_Stated problem_. Copy each of the rows below word for word, with nothing changed.

— begin Records supplied —

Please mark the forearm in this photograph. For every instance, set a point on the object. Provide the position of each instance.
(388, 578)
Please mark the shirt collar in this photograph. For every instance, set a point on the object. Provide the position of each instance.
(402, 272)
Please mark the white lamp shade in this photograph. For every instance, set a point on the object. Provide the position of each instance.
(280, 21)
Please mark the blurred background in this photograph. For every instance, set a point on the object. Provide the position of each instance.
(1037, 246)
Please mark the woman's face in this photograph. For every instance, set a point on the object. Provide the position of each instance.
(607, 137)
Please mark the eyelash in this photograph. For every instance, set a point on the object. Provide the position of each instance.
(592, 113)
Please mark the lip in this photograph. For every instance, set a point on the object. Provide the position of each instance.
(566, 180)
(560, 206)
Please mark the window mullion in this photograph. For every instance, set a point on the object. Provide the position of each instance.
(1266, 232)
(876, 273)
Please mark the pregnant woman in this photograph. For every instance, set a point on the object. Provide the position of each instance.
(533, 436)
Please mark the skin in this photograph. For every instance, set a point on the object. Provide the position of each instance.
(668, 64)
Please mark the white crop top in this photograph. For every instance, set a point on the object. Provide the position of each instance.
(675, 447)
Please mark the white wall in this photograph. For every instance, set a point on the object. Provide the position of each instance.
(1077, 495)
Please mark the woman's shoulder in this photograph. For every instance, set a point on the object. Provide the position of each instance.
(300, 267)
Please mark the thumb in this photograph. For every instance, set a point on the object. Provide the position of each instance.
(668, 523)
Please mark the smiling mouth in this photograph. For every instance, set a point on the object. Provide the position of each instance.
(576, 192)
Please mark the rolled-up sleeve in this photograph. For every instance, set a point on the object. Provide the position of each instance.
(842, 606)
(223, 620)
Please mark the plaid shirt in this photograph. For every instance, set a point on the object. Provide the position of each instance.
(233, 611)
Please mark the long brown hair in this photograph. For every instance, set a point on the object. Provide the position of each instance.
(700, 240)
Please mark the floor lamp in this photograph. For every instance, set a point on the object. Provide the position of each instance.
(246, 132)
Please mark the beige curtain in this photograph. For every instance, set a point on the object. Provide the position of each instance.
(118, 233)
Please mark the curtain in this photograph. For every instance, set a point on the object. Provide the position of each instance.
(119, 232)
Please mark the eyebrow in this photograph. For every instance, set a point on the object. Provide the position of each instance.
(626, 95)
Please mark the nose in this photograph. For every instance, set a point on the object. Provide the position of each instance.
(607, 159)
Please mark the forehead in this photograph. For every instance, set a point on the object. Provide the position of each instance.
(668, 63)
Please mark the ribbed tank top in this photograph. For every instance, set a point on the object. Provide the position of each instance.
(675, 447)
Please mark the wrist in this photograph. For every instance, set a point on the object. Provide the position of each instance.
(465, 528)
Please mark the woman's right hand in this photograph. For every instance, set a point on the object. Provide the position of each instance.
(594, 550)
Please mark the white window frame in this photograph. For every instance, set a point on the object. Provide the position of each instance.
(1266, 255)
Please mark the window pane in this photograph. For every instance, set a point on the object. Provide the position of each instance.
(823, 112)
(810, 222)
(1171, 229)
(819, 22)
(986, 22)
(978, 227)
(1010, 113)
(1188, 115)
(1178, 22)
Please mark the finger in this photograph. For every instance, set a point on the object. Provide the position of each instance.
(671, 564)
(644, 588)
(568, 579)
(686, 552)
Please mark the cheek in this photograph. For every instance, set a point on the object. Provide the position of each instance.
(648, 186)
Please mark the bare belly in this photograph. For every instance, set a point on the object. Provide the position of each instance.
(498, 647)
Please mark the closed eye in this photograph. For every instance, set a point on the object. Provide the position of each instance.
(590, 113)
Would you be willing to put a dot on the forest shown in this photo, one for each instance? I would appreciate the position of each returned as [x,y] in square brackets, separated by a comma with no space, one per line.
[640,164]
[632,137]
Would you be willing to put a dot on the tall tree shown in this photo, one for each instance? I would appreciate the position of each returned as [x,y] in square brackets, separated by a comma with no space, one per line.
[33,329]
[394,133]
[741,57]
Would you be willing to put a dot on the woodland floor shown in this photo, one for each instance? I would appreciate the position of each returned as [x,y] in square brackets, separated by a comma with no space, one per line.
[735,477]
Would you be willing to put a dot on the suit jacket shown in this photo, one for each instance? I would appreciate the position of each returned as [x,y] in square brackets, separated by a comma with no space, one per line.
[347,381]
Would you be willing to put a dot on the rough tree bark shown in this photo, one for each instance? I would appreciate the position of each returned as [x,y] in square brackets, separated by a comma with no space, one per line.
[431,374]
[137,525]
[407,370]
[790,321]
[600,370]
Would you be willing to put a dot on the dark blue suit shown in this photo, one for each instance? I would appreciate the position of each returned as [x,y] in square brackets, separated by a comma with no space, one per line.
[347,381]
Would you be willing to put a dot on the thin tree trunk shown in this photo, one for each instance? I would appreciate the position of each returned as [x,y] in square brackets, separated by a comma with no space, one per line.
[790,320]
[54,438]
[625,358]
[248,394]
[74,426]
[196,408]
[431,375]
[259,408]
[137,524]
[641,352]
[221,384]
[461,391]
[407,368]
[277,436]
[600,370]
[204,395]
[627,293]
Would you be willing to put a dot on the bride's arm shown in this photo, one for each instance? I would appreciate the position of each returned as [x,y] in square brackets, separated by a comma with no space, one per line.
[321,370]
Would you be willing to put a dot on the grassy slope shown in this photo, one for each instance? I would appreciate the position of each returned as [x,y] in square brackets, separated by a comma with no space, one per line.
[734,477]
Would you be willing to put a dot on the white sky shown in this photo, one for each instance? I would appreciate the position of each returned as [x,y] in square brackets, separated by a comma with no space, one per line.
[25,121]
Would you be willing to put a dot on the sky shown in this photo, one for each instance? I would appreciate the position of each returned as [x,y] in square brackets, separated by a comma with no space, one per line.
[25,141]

— end Records supplied —

_Correct result_.
Please mark the forearm in this photograph. For every instance, set a point on the object. Provide the position of each instance.
(388, 578)
Please mark the shirt collar in this photograph. For every instance, set a point on the object. Provide the position of each instance.
(402, 272)
Please mark the white lamp shade in this photograph. For every instance, set a point on the object. Provide the position of each instance.
(280, 21)
Please mark the blurred background in this photograph. For every instance, set a point on the object. Provide the position of each instance.
(1037, 246)
Please mark the woman's face in this photograph. For every instance, set a point on the object. Provide the position of each instance.
(607, 137)
Please mark the eyelash in this photograph. For every instance, set a point on the object. Provide the position of each instance.
(592, 113)
Please mark the lip in this photograph. For every instance, set a point on the object. Provide the position of each instance.
(566, 180)
(560, 206)
Please mark the window mullion in this photograph. For every instance, set a point on the object. Provide the position of each instance.
(1266, 232)
(876, 273)
Please mark the pregnant woman in this photograph. For every instance, set a point on the object. Provide the position of each instance.
(533, 436)
Please mark the skin in this photograph. For every instance, set a point on the object. Provide the position of each instance.
(668, 64)
Please mark the white crop top in this photograph. For every instance, set a point on the object. Provide the position of each instance.
(675, 447)
Please mark the white wall in this photograph. For every instance, set a point on the object. Provide the position of each instance.
(1077, 495)
Please mark the woman's shoulder in this photograph. For every instance, set a point on the object. Provide the position of each instance.
(300, 267)
Please mark the thumb in this photograph. For every instance, set a point on the object. Provide the position of each instance.
(668, 523)
Please mark the smiling mouth in this photograph. For every instance, set a point on the object. Provide the position of each instance.
(576, 192)
Please mark the rolled-up sleeve in this photograph. For every instance, set a point on the object. Provide the position of each instance.
(842, 606)
(223, 620)
Please mark the plaid shirt in this photograph. For every instance, set a point on the object. Provide the position of each instance.
(233, 611)
Please mark the long brown hair in this photograph. For every instance, set a point on the object. Provide the position of each instance.
(700, 240)
Please mark the floor lamp in this photograph. For every instance, set a point on the object. Provide the position of each instance.
(246, 132)
Please mark the beige curtain in this photograph. For every instance, set a point on the object. Provide the position of each instance.
(118, 233)
Please mark the curtain in this photograph. For every instance, set a point on the object. Provide the position of each instance.
(119, 232)
Please mark the eyebrow in this photograph. For every instance, set a point on the object. Provide the position of each instance.
(626, 95)
Please mark the nose in this photograph. For every instance, set a point on the object. Provide the position of each instance.
(607, 159)
Please mark the forehead in this photograph. For every instance, set a point on the object. Provide the position of each instance.
(668, 63)
Please mark the ribbed tank top in this photograph. For every instance, set a point on the object. Provide the position of each instance.
(675, 447)
Please mark the wrist in this photograph. For every instance, set a point on the object. Provide the position of each instance.
(465, 528)
Please mark the woman's right hand in this photograph. For every instance, set a point on the object. Provide the position of each instance.
(594, 550)
Please mark the white window frame in this photograph. For every instance, set a point on the object. Provide the position of each instance.
(1266, 255)
Please mark the window pane in this photograph. For every instance, set a point on the object. Provide the position of each instance.
(823, 112)
(810, 222)
(1171, 229)
(819, 22)
(986, 22)
(978, 227)
(1010, 113)
(1188, 115)
(1178, 22)
Please mark the finger in this photograph. For every instance, set a point on the object. Provide the position of each instance.
(671, 564)
(644, 588)
(568, 579)
(686, 552)
Please mark the cheek in this photograph. For every instance, set a point on the object. Provide the position of each instance.
(648, 186)
Please mark the bare belly in this photograph. For every instance, set a point on the object. Provide the position of each instance.
(498, 647)
Please mark the closed eye in this photograph. For every instance, set a point on the object. Provide the position of each instance.
(590, 113)
Would you be willing to put a dot on the forest shown in this photo, one for each instance? I would appreciate the position of each returned as [x,y] in square brackets, separated by a comma with no space, one per line.
[640,164]
[632,137]
Would you be willing to put a dot on the tall tree shown in this photo, one for each instance? I would appreciate the position of each returned as [x,y] in square brackets, separated by a comma with no space, one per line.
[33,329]
[394,133]
[741,57]
Would you be willing to put a dot on the woodland floor shown in this photo, one for each instance? I would appreciate the position of each returned as [x,y] in square brackets, separated by a comma with no space, one per line.
[735,477]
Would you be willing to put a dot on the suit jacket shown in this photo, one for each instance? I would appreciate the position of each returned as [x,y] in square brackets, separated by a comma with no space, one per line.
[347,381]
Would you be willing to put a dot on the rough tree bark shown in this photo, one for each instance? I would appreciate the position of each returned as [x,y] in square brackets, separated by a comma with no space, one per line.
[431,374]
[137,525]
[407,370]
[790,321]
[600,370]
Would you be willing to put a dot on the dark blue suit shown in this photo, one for each instance? I would appreciate the position of each returned as [x,y] in square brackets, separated by a comma with no space, one per line.
[347,381]
Would you be willing to put a dot on the thin tree trunk shown in this photo, one for each instance? I would appreciate the position of each returned as [x,y] in square brackets, separated by a comma with no space, one per line.
[790,320]
[54,438]
[625,358]
[248,394]
[74,426]
[196,408]
[431,375]
[259,408]
[137,524]
[641,352]
[221,384]
[461,391]
[407,368]
[277,436]
[600,370]
[204,395]
[627,293]
Would you be willing to put a dot on the bride's arm shown in this photo, one for each instance? I would appreciate the position of each returned as [x,y] in square brackets, separated by a comma with no space, one per line.
[321,370]
Would you be willing to put a dot on the grassy slope shown in this photo, one for each instance? I would appreciate the position of each returned as [x,y] in square brackets, separated by a comma with no space, one per line.
[734,477]
Would you be willing to put a dot on the white sky shown in this photo, one for each instance? I would appreciate the position of each returned as [x,y] in square brackets, separated by a comma with no space, one per line.
[25,121]
Would you be willing to put a dot on the sky shown in this photo, one for each instance? I would appreciate the position of each returned as [x,y] in square brackets, separated by a comma with no space, one per line.
[25,141]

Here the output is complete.